Data to process: Begin

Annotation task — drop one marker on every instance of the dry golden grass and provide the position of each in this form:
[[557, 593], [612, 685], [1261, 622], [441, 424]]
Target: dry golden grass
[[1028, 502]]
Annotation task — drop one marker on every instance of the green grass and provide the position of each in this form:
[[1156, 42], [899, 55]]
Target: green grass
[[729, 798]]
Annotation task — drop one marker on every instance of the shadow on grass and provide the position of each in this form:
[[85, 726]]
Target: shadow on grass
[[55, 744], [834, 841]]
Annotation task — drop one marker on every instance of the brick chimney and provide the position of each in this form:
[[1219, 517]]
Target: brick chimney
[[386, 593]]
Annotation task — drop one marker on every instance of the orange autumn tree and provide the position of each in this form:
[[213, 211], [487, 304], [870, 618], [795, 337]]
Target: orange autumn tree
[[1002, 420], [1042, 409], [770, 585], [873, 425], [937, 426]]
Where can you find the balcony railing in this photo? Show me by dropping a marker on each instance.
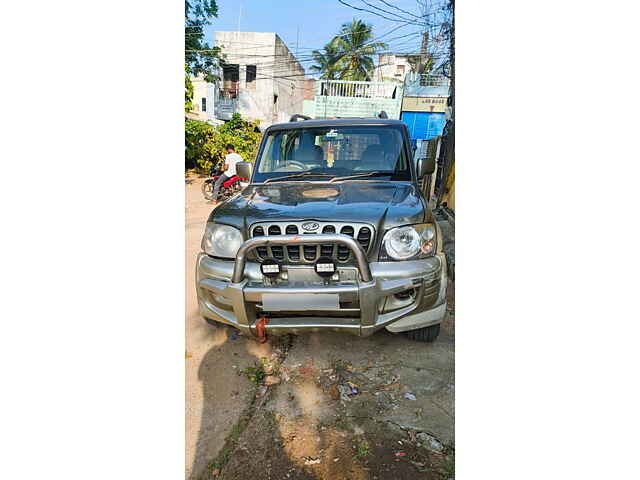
(225, 108)
(421, 85)
(342, 88)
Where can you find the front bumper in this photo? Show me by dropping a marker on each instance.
(367, 302)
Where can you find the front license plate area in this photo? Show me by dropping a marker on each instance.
(284, 302)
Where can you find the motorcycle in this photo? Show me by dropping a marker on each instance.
(229, 188)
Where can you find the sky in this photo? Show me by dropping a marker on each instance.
(312, 23)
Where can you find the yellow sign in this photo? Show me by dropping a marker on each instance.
(424, 104)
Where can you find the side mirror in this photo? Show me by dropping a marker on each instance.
(426, 166)
(244, 169)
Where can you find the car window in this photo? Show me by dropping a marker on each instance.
(335, 151)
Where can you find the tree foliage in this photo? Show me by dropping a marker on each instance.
(205, 144)
(326, 62)
(349, 55)
(188, 90)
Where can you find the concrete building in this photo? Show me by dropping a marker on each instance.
(203, 101)
(261, 79)
(392, 67)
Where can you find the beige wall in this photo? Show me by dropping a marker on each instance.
(200, 92)
(391, 68)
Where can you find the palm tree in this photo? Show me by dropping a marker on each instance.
(354, 60)
(325, 61)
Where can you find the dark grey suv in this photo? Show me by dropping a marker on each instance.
(332, 233)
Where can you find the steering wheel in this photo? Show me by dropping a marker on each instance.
(299, 166)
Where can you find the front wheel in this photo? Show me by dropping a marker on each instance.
(207, 189)
(424, 334)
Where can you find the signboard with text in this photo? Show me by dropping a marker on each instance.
(424, 104)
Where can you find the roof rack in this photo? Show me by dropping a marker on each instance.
(297, 118)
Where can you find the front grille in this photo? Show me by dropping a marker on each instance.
(363, 233)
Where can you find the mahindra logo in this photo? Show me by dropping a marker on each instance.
(310, 226)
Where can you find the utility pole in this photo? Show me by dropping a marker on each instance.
(423, 52)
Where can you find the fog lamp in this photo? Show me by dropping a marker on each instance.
(325, 267)
(270, 268)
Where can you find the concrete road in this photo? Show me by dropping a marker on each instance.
(217, 392)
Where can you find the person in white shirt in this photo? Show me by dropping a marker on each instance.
(229, 169)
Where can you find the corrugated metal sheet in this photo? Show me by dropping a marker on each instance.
(424, 125)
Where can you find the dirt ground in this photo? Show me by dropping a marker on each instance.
(316, 406)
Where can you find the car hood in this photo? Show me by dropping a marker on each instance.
(382, 204)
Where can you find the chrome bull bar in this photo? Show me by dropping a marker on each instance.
(347, 241)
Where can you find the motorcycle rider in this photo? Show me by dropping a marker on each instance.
(229, 168)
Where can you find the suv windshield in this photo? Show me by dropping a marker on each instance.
(324, 153)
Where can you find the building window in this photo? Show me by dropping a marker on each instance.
(251, 76)
(230, 76)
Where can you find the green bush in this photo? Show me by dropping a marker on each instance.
(205, 144)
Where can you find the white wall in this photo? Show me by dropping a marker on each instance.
(272, 59)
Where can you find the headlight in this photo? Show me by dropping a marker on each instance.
(221, 240)
(410, 242)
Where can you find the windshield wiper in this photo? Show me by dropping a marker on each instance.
(299, 175)
(358, 175)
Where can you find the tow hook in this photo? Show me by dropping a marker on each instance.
(261, 329)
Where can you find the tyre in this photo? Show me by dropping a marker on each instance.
(424, 334)
(207, 190)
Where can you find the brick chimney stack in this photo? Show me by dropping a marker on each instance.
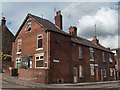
(3, 21)
(58, 19)
(73, 31)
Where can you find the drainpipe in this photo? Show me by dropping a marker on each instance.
(47, 49)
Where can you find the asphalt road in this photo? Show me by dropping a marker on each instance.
(7, 86)
(13, 86)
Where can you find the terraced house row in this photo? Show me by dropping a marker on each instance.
(43, 52)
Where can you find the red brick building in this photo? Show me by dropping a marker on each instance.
(117, 65)
(44, 53)
(6, 40)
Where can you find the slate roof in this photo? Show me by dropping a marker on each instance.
(48, 25)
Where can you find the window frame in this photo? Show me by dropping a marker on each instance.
(111, 72)
(110, 58)
(28, 26)
(80, 50)
(39, 55)
(38, 41)
(91, 51)
(92, 69)
(80, 71)
(16, 63)
(19, 46)
(103, 57)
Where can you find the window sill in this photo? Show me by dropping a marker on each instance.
(18, 52)
(39, 49)
(92, 60)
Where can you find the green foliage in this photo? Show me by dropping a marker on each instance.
(4, 56)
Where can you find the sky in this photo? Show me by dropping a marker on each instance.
(83, 15)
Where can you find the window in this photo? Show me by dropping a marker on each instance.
(80, 71)
(80, 52)
(39, 41)
(110, 58)
(18, 63)
(39, 60)
(91, 54)
(92, 69)
(104, 73)
(28, 26)
(27, 62)
(19, 45)
(111, 72)
(103, 56)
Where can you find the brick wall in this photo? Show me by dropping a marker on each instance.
(36, 75)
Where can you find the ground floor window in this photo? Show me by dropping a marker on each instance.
(92, 69)
(18, 63)
(26, 62)
(104, 73)
(39, 60)
(80, 71)
(111, 72)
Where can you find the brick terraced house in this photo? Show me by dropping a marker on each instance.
(44, 53)
(117, 65)
(6, 40)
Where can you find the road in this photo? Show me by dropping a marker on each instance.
(112, 86)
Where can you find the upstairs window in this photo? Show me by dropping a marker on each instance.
(92, 69)
(18, 63)
(28, 26)
(104, 73)
(39, 60)
(110, 58)
(39, 41)
(80, 52)
(103, 56)
(19, 49)
(91, 54)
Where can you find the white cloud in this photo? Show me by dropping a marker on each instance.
(106, 20)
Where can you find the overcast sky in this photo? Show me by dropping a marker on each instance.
(83, 15)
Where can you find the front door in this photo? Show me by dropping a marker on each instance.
(75, 75)
(97, 77)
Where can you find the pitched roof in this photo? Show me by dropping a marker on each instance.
(49, 26)
(46, 24)
(86, 42)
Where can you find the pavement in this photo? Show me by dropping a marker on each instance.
(16, 80)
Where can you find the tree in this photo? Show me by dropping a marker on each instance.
(4, 56)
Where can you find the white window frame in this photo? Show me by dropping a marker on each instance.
(110, 58)
(80, 71)
(19, 61)
(80, 52)
(92, 69)
(37, 42)
(28, 25)
(111, 72)
(103, 56)
(104, 73)
(39, 55)
(19, 45)
(91, 50)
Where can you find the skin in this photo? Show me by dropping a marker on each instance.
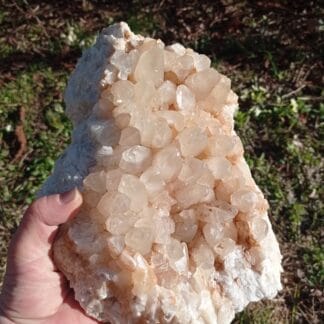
(34, 291)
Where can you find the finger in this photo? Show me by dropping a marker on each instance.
(39, 225)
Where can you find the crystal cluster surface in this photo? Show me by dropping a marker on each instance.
(173, 228)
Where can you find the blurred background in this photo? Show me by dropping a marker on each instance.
(272, 52)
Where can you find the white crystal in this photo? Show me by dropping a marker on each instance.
(172, 227)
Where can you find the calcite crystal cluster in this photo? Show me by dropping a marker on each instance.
(173, 228)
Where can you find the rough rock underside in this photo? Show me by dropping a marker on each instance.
(173, 228)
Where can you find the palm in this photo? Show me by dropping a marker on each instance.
(34, 290)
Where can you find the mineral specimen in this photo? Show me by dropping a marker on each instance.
(173, 228)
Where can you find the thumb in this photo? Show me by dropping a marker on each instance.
(35, 234)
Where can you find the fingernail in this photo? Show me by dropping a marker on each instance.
(67, 196)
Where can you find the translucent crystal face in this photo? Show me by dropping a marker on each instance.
(173, 227)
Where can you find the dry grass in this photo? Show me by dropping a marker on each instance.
(272, 52)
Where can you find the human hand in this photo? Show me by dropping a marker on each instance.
(34, 291)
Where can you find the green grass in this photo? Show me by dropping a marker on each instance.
(281, 130)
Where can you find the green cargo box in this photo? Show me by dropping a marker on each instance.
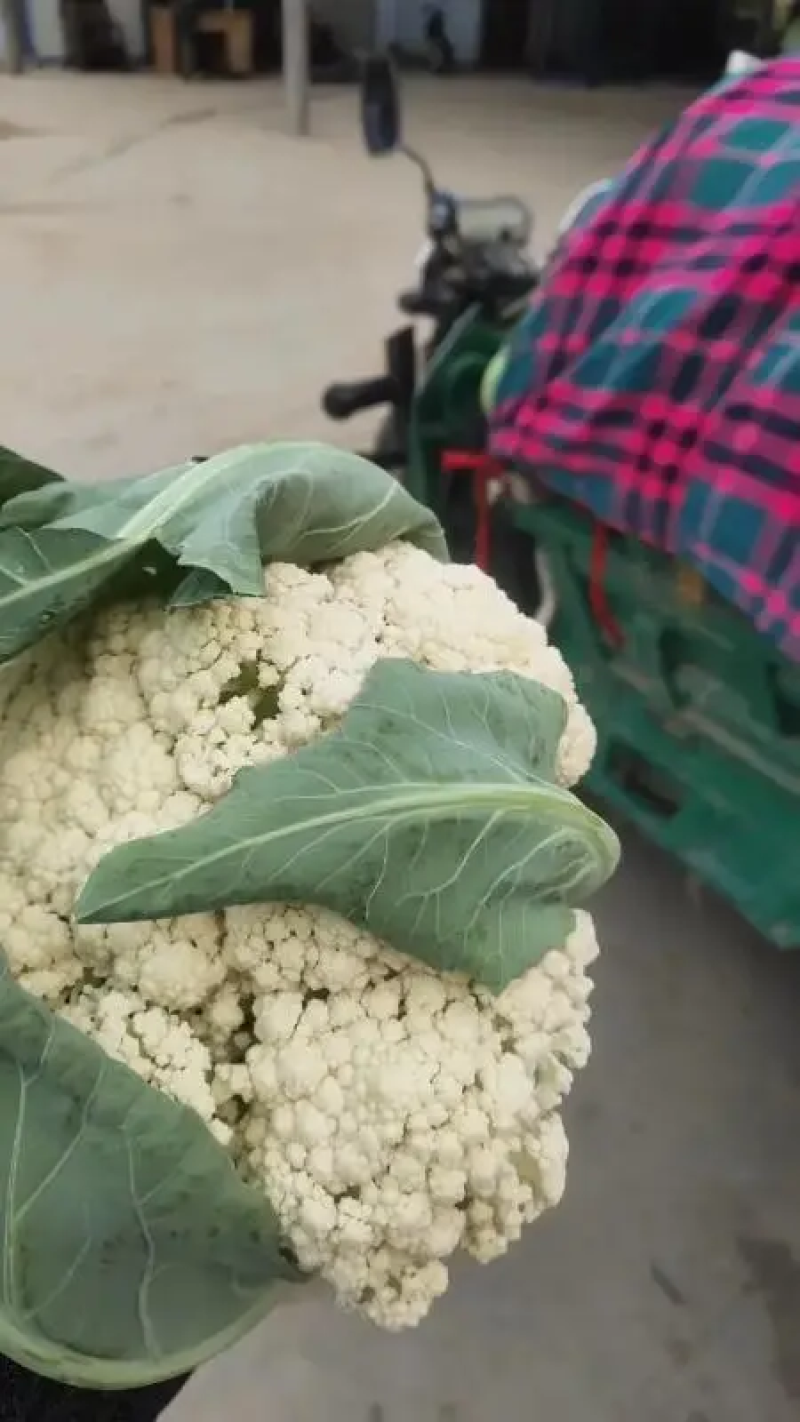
(698, 715)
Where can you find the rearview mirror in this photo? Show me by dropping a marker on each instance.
(381, 123)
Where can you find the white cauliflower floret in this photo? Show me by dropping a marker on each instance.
(391, 1114)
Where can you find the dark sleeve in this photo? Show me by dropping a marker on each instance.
(27, 1398)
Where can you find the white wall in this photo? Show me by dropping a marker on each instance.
(402, 22)
(46, 30)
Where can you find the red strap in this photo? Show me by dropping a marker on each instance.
(482, 468)
(597, 599)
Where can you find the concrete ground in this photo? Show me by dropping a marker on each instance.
(175, 276)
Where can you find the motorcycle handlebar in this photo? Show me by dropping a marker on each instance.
(346, 400)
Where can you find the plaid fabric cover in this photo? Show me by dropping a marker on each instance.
(657, 377)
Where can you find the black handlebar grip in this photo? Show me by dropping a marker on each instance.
(347, 400)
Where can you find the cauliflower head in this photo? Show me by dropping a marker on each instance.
(391, 1114)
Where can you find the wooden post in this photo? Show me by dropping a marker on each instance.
(296, 77)
(13, 27)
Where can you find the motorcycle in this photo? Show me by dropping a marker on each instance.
(473, 278)
(698, 717)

Data to process: End

Whenever a line of the data includes "task", copy that line.

Annotation task — drop one marker on every instance of the dry golden grass and provide the position of each in this form:
Annotation task — drop one marker on every instance of the green grass and provide the position of each in this form:
Annotation task — drop one marker on every instance of the shadow on grass and provide the position of each in this form:
Annotation task — drop one marker on every instance of the brick chimney and provide the position of each in this form:
Annotation task — drop one marker on every instance of the orange autumn tree and provide the position of each in this form:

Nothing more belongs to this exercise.